BRIEF: When you spot the word "yellow" in a line of the data below, copy that line.

*** RECORDS SUPPLIED ***

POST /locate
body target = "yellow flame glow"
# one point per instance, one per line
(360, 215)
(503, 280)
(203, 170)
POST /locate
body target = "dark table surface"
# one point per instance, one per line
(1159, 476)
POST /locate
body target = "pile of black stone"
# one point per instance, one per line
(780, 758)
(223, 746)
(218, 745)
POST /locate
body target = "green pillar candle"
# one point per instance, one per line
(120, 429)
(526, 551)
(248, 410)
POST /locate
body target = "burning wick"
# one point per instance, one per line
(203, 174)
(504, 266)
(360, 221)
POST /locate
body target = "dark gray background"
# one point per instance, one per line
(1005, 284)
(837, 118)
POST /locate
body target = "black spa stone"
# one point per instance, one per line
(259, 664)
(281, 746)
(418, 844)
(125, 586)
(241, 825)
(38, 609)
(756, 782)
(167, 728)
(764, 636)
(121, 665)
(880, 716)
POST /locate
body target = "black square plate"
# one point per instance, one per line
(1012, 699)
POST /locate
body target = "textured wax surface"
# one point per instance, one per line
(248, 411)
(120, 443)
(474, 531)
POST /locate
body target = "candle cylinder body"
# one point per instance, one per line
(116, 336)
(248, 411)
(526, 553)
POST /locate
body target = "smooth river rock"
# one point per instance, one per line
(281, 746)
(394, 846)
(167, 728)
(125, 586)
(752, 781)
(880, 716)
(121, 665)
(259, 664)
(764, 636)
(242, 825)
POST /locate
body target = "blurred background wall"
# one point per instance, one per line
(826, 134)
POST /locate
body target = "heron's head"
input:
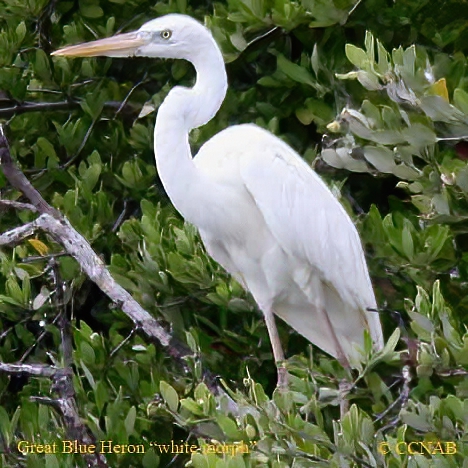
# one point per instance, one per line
(171, 36)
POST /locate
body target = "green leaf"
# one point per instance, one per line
(356, 56)
(295, 72)
(170, 396)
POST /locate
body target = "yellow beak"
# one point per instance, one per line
(120, 45)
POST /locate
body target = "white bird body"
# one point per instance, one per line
(262, 212)
(268, 233)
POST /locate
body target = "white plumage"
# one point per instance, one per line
(262, 212)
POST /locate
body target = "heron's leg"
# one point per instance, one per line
(278, 353)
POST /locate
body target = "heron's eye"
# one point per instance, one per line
(166, 34)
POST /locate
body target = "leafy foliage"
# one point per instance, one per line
(375, 95)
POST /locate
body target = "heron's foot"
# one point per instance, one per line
(283, 378)
(344, 388)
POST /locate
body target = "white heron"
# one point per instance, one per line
(261, 211)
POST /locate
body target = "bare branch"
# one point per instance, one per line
(23, 107)
(18, 205)
(57, 226)
(36, 370)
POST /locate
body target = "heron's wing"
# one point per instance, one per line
(311, 225)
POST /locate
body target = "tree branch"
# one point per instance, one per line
(27, 106)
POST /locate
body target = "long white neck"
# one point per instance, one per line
(182, 110)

*** End of RECORDS SUPPLIED ***

TASK ANSWER:
body target = "yellow flame glow"
body target = "yellow beak"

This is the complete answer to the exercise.